**** SOURCE MATERIAL
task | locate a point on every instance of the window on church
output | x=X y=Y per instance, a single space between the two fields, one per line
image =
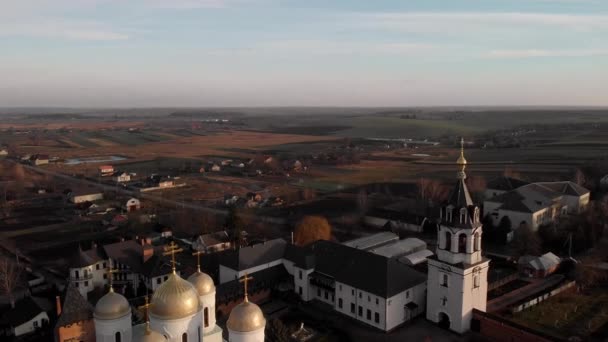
x=462 y=243
x=444 y=279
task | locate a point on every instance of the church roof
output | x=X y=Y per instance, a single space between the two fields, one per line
x=384 y=277
x=251 y=256
x=75 y=308
x=505 y=183
x=460 y=197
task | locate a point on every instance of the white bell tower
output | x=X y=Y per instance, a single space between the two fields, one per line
x=458 y=275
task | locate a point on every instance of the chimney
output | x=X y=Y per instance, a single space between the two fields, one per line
x=58 y=305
********
■ PROMPT: Copy all lines of the material above where the string "task" occurs.

■ SOLUTION TO THE EXERCISE:
task | locate a point on every instance of the window on church
task | locate a point on every instance of the church roof
task | locate a point on every instance of the white bell tower
task | locate a point on every instance of the chimney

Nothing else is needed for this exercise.